Gravações de conversas entre o diretor de administração da Fundação Nacional do Índio (Funai), Francisco José Nunes Ferreira, e um funcionário da área de tecnologia indicam a tentativa de favorecer empresas em contratos com o órgão. Nos áudios, gravados entre setembro e outubro de 2017 e obtidos pelo jornal O Estado de S. Paulo, Ferreira pede ao então coordenador de tecnologia da informação, Bruno Rebello, que direcione compras da Funai de produtos de determinadas empresas na área de informática.

A denúncia foi levada por Rebello, autor das gravações, ao Tribunal de Contas da União (TCU), onde o processo corre em sigilo. O caso também foi relatado por ele ao presidente da Funai à época – Franklimberg Ribeiro de Freitas, que deixou o cargo em abril. Rebello foi exonerado da coordenação de TI em 26 de abril. Ferreira nega as acusações.

# Lista de linhas:
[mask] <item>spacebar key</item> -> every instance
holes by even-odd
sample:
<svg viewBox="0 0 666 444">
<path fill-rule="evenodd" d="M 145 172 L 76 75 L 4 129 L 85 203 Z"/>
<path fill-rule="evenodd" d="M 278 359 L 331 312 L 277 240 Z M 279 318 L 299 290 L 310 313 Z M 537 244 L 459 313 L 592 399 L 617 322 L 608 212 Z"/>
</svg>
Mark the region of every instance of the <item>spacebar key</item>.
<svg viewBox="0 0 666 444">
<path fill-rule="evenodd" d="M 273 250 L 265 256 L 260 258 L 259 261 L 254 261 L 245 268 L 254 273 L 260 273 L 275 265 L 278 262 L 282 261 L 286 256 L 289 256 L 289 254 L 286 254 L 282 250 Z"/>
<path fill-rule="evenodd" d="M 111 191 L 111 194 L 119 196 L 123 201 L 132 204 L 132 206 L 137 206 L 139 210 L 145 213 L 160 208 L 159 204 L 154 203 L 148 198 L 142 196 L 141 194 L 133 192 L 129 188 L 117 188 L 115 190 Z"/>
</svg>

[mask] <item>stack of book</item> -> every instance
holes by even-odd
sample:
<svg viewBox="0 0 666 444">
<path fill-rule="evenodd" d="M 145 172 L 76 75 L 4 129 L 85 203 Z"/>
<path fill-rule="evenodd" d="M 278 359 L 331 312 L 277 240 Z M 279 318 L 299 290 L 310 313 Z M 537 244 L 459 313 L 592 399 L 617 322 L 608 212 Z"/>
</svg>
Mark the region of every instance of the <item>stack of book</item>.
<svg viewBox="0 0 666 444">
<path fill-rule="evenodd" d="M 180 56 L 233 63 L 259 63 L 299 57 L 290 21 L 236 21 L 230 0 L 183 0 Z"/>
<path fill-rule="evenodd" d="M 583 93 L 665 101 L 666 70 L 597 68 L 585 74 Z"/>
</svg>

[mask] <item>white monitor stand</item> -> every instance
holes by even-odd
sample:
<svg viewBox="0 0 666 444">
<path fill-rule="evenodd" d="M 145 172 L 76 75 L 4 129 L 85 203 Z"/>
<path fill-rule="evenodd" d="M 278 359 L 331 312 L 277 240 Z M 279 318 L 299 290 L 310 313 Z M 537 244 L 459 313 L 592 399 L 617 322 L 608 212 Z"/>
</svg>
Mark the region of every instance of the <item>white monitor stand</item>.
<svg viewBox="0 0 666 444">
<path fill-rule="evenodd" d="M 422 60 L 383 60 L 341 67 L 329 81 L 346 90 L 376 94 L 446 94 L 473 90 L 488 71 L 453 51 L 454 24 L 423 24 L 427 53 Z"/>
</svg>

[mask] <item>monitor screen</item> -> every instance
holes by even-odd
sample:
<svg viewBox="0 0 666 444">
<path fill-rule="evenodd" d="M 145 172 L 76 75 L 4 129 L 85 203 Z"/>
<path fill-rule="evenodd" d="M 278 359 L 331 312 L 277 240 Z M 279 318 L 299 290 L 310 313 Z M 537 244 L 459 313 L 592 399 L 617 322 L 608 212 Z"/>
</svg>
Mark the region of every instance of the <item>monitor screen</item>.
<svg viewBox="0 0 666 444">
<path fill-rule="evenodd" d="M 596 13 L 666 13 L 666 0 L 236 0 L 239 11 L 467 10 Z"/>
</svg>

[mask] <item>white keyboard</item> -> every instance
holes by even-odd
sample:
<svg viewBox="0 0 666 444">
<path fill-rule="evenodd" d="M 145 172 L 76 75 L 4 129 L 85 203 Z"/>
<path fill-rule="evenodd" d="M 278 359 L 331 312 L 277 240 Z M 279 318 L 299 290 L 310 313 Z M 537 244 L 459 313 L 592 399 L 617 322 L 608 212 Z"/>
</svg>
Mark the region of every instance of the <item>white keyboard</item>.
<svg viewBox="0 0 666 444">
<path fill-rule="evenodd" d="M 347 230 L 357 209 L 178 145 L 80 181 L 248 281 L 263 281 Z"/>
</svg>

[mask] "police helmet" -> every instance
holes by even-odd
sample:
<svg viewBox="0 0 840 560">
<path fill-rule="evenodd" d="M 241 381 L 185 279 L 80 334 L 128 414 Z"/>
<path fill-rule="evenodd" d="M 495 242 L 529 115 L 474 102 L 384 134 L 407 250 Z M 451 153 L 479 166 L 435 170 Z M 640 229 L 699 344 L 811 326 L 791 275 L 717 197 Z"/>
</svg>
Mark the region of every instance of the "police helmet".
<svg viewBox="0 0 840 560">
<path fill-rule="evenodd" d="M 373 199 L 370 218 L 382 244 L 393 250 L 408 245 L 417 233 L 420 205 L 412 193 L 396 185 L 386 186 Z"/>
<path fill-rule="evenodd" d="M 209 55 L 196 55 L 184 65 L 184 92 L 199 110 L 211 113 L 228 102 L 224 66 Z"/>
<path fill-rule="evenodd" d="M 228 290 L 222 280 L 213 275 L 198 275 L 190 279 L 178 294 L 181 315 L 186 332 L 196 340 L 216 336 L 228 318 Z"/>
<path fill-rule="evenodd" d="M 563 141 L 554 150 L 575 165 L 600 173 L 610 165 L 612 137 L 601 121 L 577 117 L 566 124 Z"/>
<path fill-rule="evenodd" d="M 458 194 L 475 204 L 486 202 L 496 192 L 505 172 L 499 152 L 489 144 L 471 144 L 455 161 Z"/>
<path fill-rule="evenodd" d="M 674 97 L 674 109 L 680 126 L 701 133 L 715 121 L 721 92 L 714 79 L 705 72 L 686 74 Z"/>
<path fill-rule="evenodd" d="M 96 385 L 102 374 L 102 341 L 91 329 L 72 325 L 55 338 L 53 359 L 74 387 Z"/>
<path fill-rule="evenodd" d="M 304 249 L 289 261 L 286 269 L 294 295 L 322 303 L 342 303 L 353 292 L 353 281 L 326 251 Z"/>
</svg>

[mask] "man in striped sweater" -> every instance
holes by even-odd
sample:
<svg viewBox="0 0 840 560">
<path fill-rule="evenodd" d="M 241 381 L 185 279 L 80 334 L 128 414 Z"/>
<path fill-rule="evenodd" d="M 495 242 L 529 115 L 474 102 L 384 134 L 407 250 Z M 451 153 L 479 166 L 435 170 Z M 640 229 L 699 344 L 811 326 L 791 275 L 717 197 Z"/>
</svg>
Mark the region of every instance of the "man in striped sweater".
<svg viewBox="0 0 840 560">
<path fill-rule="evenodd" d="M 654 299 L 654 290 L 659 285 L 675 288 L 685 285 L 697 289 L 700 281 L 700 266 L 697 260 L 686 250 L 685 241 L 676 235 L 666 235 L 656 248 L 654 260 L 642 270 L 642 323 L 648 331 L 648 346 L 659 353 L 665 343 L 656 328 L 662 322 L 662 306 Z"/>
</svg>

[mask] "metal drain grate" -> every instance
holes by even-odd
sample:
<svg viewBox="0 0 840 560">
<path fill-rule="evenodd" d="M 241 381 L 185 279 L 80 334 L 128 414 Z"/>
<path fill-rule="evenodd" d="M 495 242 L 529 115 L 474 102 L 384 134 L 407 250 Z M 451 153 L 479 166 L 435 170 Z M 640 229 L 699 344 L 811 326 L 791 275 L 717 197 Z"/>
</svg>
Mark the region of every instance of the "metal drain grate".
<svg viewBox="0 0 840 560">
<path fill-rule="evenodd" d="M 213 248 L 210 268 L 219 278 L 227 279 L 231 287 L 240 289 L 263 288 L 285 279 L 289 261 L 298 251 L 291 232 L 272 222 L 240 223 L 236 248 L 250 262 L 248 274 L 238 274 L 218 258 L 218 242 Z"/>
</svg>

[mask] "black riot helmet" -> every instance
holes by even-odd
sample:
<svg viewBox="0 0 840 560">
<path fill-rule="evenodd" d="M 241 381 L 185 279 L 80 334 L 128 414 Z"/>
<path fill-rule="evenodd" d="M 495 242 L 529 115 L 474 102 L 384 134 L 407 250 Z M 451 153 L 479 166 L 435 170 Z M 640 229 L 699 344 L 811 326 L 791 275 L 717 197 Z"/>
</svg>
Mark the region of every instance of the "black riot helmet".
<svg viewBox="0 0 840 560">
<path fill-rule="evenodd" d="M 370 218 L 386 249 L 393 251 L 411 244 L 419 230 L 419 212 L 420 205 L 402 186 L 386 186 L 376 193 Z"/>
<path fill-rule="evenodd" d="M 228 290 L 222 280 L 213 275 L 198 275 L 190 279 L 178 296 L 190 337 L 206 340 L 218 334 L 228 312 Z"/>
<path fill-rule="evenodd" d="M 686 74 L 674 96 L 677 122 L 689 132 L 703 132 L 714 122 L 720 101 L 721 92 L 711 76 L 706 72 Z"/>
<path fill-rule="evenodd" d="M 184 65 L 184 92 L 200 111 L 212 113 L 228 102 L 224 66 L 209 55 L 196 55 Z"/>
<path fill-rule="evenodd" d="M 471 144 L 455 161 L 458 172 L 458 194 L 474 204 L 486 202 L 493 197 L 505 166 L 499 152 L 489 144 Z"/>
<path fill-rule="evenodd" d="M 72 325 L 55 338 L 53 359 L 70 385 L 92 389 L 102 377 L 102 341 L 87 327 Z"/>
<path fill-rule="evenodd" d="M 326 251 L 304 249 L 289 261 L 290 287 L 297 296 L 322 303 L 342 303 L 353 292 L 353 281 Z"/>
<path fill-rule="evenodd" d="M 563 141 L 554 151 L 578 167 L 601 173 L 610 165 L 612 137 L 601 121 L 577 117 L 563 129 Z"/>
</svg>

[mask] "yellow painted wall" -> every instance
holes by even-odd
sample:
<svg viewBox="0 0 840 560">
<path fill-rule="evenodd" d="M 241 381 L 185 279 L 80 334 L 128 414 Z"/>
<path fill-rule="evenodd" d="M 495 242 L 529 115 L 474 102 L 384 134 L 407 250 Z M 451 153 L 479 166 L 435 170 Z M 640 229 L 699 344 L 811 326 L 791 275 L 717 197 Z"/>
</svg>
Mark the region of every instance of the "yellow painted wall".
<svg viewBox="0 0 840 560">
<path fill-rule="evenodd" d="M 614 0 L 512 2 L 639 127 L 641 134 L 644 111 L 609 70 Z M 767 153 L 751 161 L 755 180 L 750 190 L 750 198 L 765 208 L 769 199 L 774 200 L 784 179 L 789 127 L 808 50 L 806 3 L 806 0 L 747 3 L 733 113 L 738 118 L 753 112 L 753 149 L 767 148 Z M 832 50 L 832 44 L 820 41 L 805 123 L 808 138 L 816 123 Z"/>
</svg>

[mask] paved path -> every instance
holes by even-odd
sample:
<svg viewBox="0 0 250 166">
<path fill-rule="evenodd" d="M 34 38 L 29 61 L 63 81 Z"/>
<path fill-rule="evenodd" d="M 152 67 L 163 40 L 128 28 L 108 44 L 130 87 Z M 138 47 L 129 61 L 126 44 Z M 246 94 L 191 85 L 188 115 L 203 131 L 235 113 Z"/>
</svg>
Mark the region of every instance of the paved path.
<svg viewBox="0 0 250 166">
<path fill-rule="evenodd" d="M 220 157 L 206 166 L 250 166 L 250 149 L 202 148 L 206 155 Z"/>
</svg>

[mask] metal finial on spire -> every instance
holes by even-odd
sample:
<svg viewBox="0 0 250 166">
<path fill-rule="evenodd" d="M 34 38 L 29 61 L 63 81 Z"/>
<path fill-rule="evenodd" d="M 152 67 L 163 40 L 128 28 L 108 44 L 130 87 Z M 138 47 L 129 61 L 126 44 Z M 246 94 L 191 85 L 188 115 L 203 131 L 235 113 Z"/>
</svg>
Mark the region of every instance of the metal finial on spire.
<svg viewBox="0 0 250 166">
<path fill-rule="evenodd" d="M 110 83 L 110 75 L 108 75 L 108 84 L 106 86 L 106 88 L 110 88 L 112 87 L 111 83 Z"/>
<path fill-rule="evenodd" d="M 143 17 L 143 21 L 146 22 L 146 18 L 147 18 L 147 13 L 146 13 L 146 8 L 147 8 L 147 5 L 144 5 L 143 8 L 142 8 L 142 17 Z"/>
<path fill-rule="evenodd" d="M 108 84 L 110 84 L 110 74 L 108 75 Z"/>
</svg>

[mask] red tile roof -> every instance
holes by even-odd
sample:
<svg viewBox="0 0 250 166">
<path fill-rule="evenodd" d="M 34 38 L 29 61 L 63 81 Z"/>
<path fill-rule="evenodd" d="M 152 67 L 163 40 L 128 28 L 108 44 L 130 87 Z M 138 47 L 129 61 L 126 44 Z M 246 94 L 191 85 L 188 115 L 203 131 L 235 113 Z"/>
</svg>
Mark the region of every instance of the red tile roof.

# O que fazer:
Liste todas as pessoas mencionadas pelo nome no texto sobre as gravações na Funai.

# Resposta esperada:
Francisco José Nunes Ferreira
Bruno Rebello
Franklimberg Ribeiro de Freitas